> What is required
Reproduce the listing below verbatim, omitting the pictures from your reply.

> Record excerpts

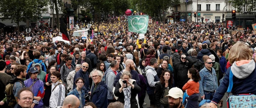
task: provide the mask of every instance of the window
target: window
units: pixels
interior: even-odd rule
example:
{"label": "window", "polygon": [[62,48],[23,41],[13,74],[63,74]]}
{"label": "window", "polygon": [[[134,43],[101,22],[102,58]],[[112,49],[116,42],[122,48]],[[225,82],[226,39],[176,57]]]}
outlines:
{"label": "window", "polygon": [[201,11],[201,4],[197,4],[197,11]]}
{"label": "window", "polygon": [[211,4],[206,4],[206,11],[211,11]]}
{"label": "window", "polygon": [[216,4],[216,11],[220,11],[220,4]]}

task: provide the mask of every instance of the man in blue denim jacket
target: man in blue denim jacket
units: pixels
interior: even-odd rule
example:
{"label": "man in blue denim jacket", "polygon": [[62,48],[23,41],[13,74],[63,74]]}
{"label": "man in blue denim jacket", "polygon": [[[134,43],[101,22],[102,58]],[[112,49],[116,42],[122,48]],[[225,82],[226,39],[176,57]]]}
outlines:
{"label": "man in blue denim jacket", "polygon": [[199,81],[199,92],[201,98],[211,100],[218,88],[217,77],[215,70],[212,68],[212,61],[211,58],[205,58],[204,65],[204,68],[199,72],[201,77]]}

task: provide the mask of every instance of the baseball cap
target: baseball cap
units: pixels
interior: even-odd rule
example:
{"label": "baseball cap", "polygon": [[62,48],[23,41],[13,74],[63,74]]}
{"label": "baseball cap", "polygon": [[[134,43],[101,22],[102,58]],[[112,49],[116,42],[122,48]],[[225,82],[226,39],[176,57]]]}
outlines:
{"label": "baseball cap", "polygon": [[37,68],[36,67],[32,67],[30,68],[29,69],[29,71],[32,73],[34,73],[36,72],[38,72],[39,71],[37,70]]}
{"label": "baseball cap", "polygon": [[183,92],[180,88],[176,87],[171,88],[168,92],[168,95],[165,96],[170,96],[175,99],[177,99],[179,98],[183,98]]}

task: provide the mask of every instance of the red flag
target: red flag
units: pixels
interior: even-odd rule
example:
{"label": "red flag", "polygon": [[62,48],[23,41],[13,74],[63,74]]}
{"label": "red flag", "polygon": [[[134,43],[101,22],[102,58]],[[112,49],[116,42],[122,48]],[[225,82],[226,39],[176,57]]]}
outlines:
{"label": "red flag", "polygon": [[62,34],[62,39],[66,40],[69,41],[69,36],[67,34],[67,27],[64,24],[62,18],[60,19],[61,25],[60,26],[60,32]]}

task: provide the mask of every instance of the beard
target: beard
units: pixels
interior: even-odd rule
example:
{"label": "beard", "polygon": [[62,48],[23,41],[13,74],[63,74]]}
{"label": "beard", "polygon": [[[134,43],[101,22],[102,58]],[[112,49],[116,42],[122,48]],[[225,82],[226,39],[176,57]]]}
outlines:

> Solution below
task: provide the mask of every instance of the window
target: window
units: pixels
interior: even-odd rule
example:
{"label": "window", "polygon": [[62,48],[23,41],[13,74],[63,74]]}
{"label": "window", "polygon": [[[134,43],[101,22],[102,58]],[[112,49],[116,42],[122,48]],[[225,82],[226,39],[176,57]]]}
outlines:
{"label": "window", "polygon": [[201,11],[201,4],[197,4],[197,11]]}
{"label": "window", "polygon": [[211,4],[206,4],[206,11],[211,11]]}
{"label": "window", "polygon": [[216,4],[216,11],[220,11],[220,4]]}

task: provide the mask of every instance of the man in blue denim jacket
target: man in blue denim jacket
units: pixels
interior: even-odd rule
example:
{"label": "man in blue denim jacket", "polygon": [[62,48],[23,41],[13,74],[63,74]]}
{"label": "man in blue denim jacket", "polygon": [[[134,43],[101,22],[102,58]],[[112,49],[116,42],[122,48]],[[225,82],[226,39],[176,57]]]}
outlines:
{"label": "man in blue denim jacket", "polygon": [[199,81],[199,92],[201,98],[211,100],[218,88],[217,77],[215,70],[212,68],[212,61],[211,58],[205,58],[204,65],[204,68],[199,72],[201,77]]}

task: provide the mask of every instance of the baseball cap
target: baseball cap
units: pixels
interior: even-odd rule
example:
{"label": "baseball cap", "polygon": [[62,48],[23,41],[13,74],[63,74]]}
{"label": "baseball cap", "polygon": [[[134,43],[101,22],[102,58]],[[112,49],[116,42],[122,48]],[[225,82],[226,39],[176,57]]]}
outlines:
{"label": "baseball cap", "polygon": [[37,68],[36,67],[32,67],[30,68],[29,69],[29,71],[32,73],[34,73],[36,72],[38,72],[39,71],[37,70]]}
{"label": "baseball cap", "polygon": [[183,92],[180,88],[176,87],[171,88],[168,92],[168,95],[165,96],[170,96],[175,99],[177,99],[179,98],[183,98]]}

task: provide the mask of every instance of the red flag
target: red flag
units: pixels
interior: even-odd rule
example:
{"label": "red flag", "polygon": [[62,48],[23,41],[13,74],[63,74]]}
{"label": "red flag", "polygon": [[[134,43],[101,22],[102,58]],[[112,49],[116,42],[122,48]],[[225,82],[226,39],[176,57]]]}
outlines:
{"label": "red flag", "polygon": [[62,34],[62,39],[66,40],[69,41],[69,36],[67,34],[67,27],[64,24],[62,18],[60,19],[61,25],[60,26],[60,32]]}

task: provide the mask of every instance of the beard
target: beard
units: pixels
interior: even-odd rule
example:
{"label": "beard", "polygon": [[62,48],[23,41],[13,74],[63,74]]}
{"label": "beard", "polygon": [[[134,43],[101,22],[102,58]],[[112,49],[116,42],[122,48]],[[225,82],[226,39],[176,57]]]}
outlines:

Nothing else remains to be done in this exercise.